▶ WHAT THE TASK REQUIRES:
Locate each line in the listing below that contains the word "jacket", treating uppercase and lowercase as different, and copy those lines.

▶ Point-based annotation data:
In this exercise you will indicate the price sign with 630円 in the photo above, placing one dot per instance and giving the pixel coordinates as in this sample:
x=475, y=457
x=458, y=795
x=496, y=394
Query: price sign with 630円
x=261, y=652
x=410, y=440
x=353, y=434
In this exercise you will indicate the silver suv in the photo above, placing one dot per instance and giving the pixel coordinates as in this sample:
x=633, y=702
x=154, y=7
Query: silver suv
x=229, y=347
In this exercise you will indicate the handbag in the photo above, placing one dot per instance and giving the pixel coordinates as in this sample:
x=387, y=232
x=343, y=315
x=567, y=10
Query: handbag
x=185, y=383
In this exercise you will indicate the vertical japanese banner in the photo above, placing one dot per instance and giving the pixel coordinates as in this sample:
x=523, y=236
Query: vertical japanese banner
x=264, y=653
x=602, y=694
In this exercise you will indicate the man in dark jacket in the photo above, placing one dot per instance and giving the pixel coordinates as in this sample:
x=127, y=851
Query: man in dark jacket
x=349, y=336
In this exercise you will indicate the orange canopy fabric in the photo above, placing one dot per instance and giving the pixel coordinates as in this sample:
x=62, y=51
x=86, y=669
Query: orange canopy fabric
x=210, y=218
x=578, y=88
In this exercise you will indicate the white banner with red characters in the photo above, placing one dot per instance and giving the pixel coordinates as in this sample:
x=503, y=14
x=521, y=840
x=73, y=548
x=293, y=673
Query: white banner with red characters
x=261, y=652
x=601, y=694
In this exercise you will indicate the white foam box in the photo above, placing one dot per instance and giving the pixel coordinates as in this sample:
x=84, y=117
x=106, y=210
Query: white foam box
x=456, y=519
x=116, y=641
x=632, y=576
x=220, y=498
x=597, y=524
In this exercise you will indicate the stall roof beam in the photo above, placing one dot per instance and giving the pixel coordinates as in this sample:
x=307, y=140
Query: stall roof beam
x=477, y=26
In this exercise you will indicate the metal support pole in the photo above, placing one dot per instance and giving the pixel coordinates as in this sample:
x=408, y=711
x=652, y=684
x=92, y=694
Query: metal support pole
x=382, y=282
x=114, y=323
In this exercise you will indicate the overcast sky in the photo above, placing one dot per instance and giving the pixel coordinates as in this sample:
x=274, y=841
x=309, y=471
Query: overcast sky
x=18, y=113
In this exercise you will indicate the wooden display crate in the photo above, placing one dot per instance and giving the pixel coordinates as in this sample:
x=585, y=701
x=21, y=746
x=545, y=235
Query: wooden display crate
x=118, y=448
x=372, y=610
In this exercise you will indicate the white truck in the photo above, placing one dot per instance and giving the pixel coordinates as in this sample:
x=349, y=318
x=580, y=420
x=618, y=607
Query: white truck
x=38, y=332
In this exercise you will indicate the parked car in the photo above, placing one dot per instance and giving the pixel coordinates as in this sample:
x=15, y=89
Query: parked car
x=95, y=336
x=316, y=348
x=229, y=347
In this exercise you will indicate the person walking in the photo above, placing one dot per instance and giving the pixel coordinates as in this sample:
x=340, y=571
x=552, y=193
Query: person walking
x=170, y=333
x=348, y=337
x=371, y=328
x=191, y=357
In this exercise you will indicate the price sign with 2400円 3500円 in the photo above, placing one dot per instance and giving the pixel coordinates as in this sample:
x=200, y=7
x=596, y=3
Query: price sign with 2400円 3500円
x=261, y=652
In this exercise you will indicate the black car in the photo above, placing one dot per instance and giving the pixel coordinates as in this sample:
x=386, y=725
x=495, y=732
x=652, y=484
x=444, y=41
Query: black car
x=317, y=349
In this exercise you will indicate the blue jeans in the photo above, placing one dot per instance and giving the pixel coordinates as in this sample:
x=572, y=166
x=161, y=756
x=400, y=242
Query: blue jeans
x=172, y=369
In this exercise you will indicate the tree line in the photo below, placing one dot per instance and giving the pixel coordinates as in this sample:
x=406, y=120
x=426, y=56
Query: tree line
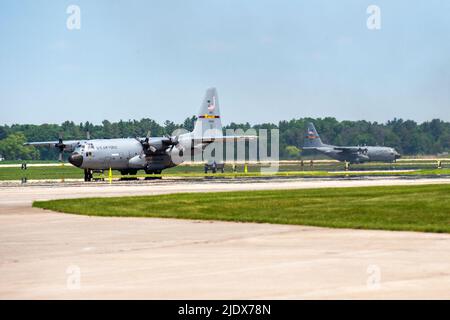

▶ SOLUTION TO THIS EXERCISE:
In this exercise you will indicate the man in dark jacket in the photo above, placing one dot per instance and giving the pixel coordinates as in this sample:
Query: man in dark jacket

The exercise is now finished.